══ ARTIKEL
Kimmich schwärmt von verschmähtem FC-Bayern-Talent: "Einer, der Eier hat"

Angelo Stiller und Aleksandar Pavlovic sind die Mittelfeld-Hoffnungen im DFB-Team, beide wurden im Nachwuchs des FC Bayern ausgebildet – genauso wie Jamal Musiala. "Gut, solche Jungs zu haben."
von  Maximilian Koch
Beim spektakulären 5:0 gegen Ungarn gab der gebürtige Münchner Angelo Stiller sein DFB-Debüt.
Beim spektakulären 5:0 gegen Ungarn gab der gebürtige Münchner Angelo Stiller sein DFB-Debüt. © IMAGO / Sven Simon

München – Nach einem geselligen Mannschaftsabend in Düsseldorf ging es für Debütant Angelo Stiller und die DFB-Elf am Montag weiter Richtung Amsterdam, die knapp 230 Kilometer lange Strecke vor dem zweiten Spiel der Nations League gegen die Niederlande diesen Dienstag (20.45 Uhr/RTL live) legte das deutsche Team per Bus zurück.

Umweltbewusst! Und nachvollziehbar angesichts der geringen Fahrzeit. Schneller wär's mit dem Flieger (plus An- und Abreise) auch nicht gegangen. Und so eine Busfahrt – mit viel Ruhe, den Blick aus dem Fenster gerichtet, die Kopfhörer auf – ist ja manchmal auch ganz angenehm, um die Gedanken zu ordnen, das Erlebte zu verarbeiten. Was bei Stiller sicher eine ganze Menge war.

Beim 5:0 gegen Ungarn am Samstagabend gab der 23-Jährige seine Premiere in Julian Nagelsmanns DFB-Team, Stiller wurde in der 82. Minute für Robert Andrich eingewechselt. Es war die vorläufige Krönung einer Entwicklung, die vor vielen Jahren beim FC Bayern ihren Anfang nahm. Genauer formuliert: am Bayern-Campus im Norden der Stadt.

Ein grober Fehler: Als Bayern Stiller einfach ziehen ließ

Stiller, der gebürtige Münchner, durchlief von 2010 bis 2019 sämtliche Jugendteams des FC Bayern, ehe er zu den Amateuren wechselte und auf Anhieb Meister in der 3. Liga wurde. 2020 war das, damals unter Coach Sebastian Hoeneß. Eine Chance bei den Profis erhielt Stiller aber nie, stattdessen wurden vermeintliche Mittelfeld-Granaten wie Tiago Dantas oder Ryan Gravenberch verpflichtet.
════
--- AUFGABEN ---
- A) Gib den Abschnitt des Artikels über Angelo Stiller von „Umweltbewusst! Und nachvollziehbar“ bis „ganze Menge war.“ wortgetreu wieder.
- B) Beantworte zum Artikel über Angelo Stiller diese Fragen:
(i) Mit welchem Verkehrsmittel legte das deutsche Team die Strecke nach Amsterdam zurück?
(ii) Für welchen Spieler wurde Stiller in der 82. Minute eingewechselt?
(iii) Von welchem bis zu welchem Jahr durchlief Stiller die Jugendteams des FC Bayern?
Die folgenden Datensätze sind eigenständiges Material und gehören nicht zum Artikel.
══ VORLIEGENDE DATEN
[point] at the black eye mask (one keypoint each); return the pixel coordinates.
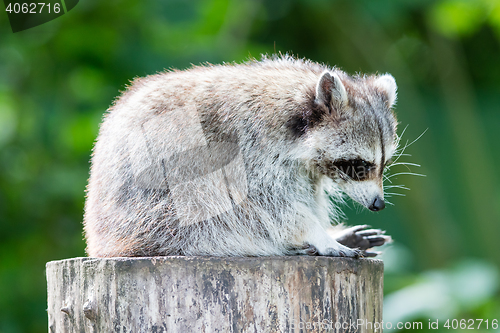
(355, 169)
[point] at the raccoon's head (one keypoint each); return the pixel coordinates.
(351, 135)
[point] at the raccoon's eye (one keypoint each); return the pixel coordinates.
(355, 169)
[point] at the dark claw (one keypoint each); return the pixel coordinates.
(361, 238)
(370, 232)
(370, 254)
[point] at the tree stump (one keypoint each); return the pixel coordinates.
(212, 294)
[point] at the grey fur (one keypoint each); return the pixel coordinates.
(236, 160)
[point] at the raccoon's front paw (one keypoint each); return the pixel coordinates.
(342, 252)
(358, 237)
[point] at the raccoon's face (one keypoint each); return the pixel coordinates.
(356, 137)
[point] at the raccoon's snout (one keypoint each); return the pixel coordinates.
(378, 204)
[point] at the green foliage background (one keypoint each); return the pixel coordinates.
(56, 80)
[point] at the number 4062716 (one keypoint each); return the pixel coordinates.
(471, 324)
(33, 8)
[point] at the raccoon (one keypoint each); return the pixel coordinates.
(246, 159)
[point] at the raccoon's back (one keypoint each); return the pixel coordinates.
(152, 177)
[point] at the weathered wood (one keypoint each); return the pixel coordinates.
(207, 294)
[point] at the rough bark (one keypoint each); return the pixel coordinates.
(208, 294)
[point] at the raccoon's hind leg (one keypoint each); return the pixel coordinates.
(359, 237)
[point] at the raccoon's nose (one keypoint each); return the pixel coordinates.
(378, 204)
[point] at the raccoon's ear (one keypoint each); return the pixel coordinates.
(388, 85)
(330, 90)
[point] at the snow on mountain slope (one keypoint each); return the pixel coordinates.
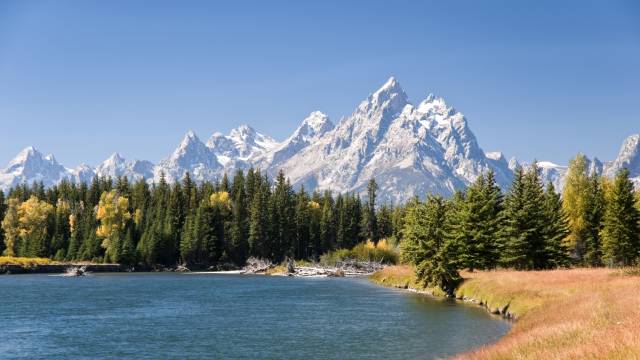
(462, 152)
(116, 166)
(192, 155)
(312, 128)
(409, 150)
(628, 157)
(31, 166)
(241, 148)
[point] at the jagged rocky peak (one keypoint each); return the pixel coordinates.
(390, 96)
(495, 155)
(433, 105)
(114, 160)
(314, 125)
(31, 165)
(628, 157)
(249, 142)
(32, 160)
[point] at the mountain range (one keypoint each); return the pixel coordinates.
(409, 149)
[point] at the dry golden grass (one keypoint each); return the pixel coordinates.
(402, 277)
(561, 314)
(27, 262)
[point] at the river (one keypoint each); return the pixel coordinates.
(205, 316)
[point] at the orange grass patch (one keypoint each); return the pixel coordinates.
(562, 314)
════
══ VORLIEGENDE DATEN
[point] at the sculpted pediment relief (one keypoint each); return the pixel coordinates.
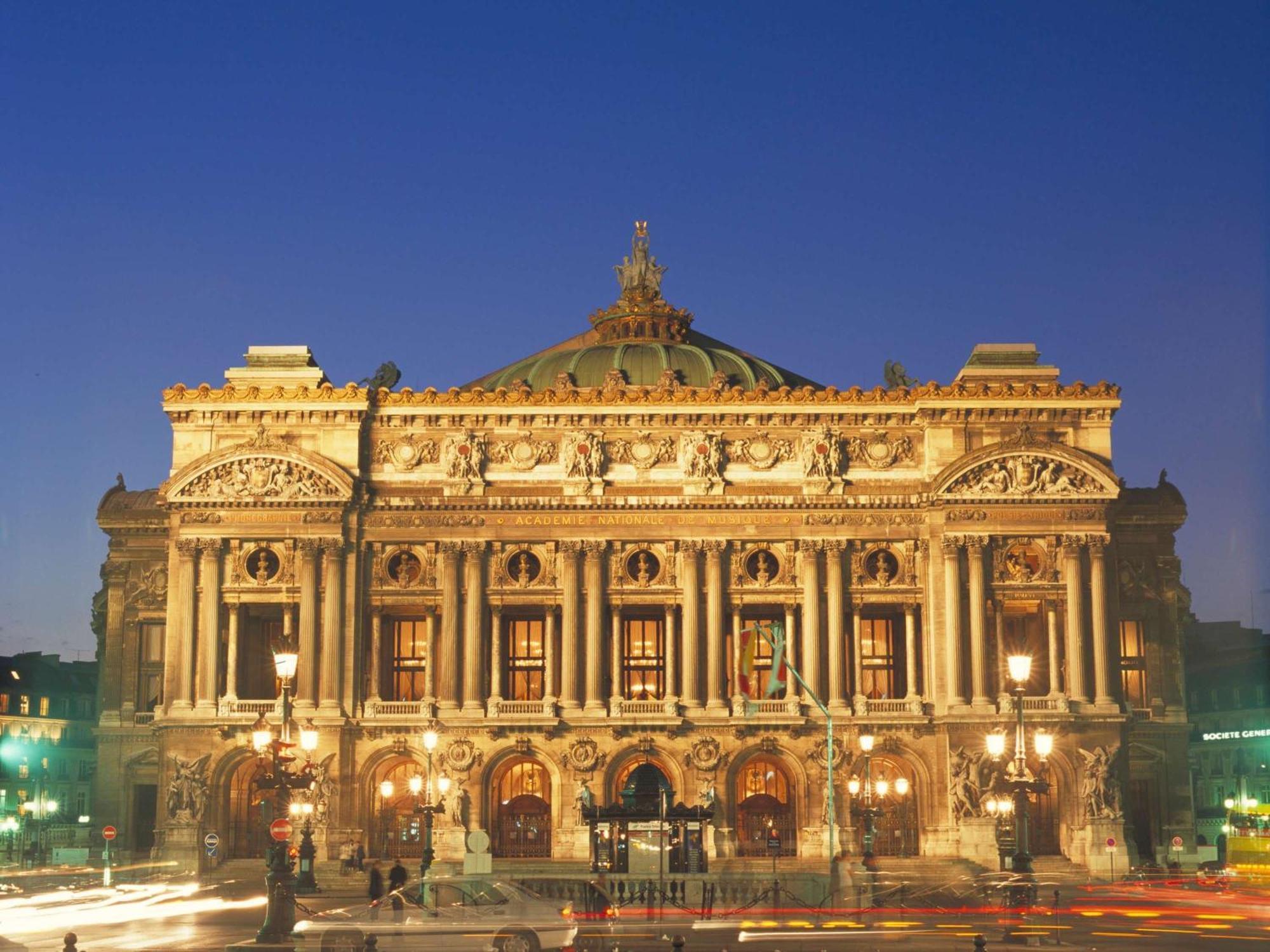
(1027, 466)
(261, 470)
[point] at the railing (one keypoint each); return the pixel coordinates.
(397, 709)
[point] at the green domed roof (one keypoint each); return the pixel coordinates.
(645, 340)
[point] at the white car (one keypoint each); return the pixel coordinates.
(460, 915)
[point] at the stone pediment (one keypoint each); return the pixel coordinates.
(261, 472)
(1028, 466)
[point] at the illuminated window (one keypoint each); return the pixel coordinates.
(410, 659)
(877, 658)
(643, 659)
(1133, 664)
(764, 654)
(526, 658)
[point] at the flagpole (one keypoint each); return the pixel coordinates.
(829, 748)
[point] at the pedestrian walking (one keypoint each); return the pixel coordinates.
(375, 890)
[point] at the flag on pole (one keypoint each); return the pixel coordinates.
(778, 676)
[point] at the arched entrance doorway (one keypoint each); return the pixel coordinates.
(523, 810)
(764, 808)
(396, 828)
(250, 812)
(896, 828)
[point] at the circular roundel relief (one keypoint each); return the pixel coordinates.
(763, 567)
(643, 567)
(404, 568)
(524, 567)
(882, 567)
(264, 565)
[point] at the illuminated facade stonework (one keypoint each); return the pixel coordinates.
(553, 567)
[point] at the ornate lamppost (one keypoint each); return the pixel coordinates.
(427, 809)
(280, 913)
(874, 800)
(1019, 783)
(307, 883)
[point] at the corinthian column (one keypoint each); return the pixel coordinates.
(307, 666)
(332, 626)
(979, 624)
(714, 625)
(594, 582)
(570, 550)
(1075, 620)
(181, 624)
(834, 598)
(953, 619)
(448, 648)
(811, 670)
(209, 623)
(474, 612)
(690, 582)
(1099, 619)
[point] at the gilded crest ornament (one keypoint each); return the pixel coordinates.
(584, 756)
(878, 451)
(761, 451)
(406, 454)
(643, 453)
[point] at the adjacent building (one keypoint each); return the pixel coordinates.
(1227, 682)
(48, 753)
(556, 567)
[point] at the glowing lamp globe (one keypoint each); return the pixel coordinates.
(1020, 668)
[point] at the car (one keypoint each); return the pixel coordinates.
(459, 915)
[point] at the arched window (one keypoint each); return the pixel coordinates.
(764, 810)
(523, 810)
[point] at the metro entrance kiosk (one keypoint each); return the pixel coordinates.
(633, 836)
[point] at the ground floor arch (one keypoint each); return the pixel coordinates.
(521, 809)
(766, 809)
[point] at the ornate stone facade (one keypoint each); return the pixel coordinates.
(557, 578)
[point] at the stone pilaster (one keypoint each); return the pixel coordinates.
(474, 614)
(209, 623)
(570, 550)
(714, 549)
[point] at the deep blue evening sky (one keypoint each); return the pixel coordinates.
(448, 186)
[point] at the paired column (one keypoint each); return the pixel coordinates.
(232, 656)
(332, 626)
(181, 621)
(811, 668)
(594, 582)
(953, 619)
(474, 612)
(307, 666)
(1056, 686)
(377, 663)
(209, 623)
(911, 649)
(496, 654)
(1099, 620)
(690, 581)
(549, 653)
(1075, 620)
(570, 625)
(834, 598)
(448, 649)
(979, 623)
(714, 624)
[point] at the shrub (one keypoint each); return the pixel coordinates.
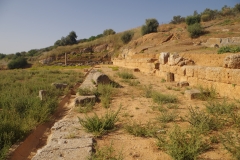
════
--- LÖSUNGEN ---
- A)
Umweltbewusst! Und nachvollziehbar angesichts der geringen Fahrzeit. Schneller wär's mit dem Flieger (plus An- und Abreise) auch nicht gegangen. Und so eine Busfahrt – mit viel Ruhe, den Blick aus dem Fenster gerichtet, die Kopfhörer auf – ist ja manchmal auch ganz angenehm, um die Gedanken zu ordnen, das Erlebte zu verarbeiten. Was bei Stiller sicher eine ganze Menge war.

- B)
(i) Mit dem Bus.
(ii) Für Robert Andrich.
(iii) Von 2010 bis 2019.